§ **Task description**: The records below must be retyped exactly.

-- START Task data --

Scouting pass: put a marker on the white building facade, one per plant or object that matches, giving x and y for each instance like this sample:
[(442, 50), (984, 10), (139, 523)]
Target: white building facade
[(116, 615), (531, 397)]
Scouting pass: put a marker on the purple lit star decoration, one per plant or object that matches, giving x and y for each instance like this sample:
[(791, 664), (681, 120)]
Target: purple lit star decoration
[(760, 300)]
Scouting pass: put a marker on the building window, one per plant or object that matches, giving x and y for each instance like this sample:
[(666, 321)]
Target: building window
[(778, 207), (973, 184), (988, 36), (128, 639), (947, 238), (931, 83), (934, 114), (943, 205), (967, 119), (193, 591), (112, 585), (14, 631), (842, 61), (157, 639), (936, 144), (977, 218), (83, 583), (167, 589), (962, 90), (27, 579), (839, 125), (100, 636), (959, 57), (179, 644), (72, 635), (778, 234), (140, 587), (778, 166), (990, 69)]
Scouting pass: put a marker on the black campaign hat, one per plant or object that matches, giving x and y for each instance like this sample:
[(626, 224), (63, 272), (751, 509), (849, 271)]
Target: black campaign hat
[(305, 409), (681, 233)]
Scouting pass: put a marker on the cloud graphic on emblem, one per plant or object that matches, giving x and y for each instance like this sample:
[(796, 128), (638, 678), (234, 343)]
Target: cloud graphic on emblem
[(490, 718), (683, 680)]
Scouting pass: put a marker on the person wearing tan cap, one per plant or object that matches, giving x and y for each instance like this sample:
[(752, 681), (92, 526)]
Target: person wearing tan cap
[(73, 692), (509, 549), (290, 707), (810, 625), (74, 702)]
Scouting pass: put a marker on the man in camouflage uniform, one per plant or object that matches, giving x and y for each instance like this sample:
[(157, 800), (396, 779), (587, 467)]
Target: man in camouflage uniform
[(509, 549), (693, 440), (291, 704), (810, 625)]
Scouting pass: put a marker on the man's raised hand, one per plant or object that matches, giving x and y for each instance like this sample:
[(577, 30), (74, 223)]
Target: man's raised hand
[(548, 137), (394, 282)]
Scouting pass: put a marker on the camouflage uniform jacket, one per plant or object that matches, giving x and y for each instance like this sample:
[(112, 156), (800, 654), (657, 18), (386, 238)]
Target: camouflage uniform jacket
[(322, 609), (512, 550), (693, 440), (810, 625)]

-- END Task data --

§ **The solution**:
Scouting pass: put a marker on the white building facade, one per plant or object that matches, giving x and y for each instance like this sample:
[(442, 50), (984, 10), (139, 523)]
Target: white building facade
[(116, 615), (531, 397)]
Scouting pass: put a marker on the purple lit star decoration, one per plant or object that matches, giving x and y for each instance like this sample:
[(791, 664), (681, 120)]
Target: purple lit star decoration
[(760, 300)]
Scouting pass: put a marker on the building window, one per plant or object that matches, giving x and y for each instance like this sample:
[(666, 321)]
Target: building window
[(778, 207), (973, 184), (988, 36), (128, 639), (947, 238), (931, 83), (934, 114), (943, 205), (967, 119), (193, 591), (112, 585), (14, 631), (842, 61), (157, 639), (936, 144), (977, 218), (83, 583), (167, 589), (962, 90), (27, 579), (839, 125), (100, 636), (959, 57), (179, 644), (72, 635), (778, 234), (140, 587), (778, 166), (990, 69)]
Scouting pass: put a marker on the black campaign hat, one per plant or object that matches, giving x and y for each instance like this sample:
[(626, 224), (63, 272), (751, 509), (849, 271)]
Target: black campaign hat
[(305, 409), (681, 233)]
Scouting pass: put a marker on the cloud graphic on emblem, one per plant or object that matches, giving x and y for each instance like this sample:
[(796, 128), (638, 678), (234, 343)]
Target: cloud graphic on emblem
[(490, 718), (683, 680)]
Scouting pass: put a marker on the person wearing tan cap, one per plant or object that matches, giving x and y for each instance like this sample:
[(752, 681), (92, 526)]
Target: person wearing tan cap
[(73, 692), (509, 549), (290, 707), (810, 625), (74, 702)]
Scouting pass: put a marker on the man in camouflage uniform, one per plant or object that matches, giving x and y for each instance like this sample:
[(157, 800), (396, 779), (587, 467)]
Target: man in camouflage uniform
[(509, 549), (693, 440), (291, 704), (810, 625)]
Scouting pass: put a marker on the man's raised hand, one per plant or object that matches, giving x and y for each instance like this sample:
[(577, 30), (74, 223)]
Target: man's raised hand
[(548, 137), (394, 282)]
Scouting pass: put a marker on the camouflage uniform jacket, one per plant or object that matches, giving x and y for each instance like this sample:
[(112, 156), (800, 654), (657, 18), (386, 238)]
Target: camouflage uniform jacket
[(322, 609), (512, 550), (693, 440), (810, 625)]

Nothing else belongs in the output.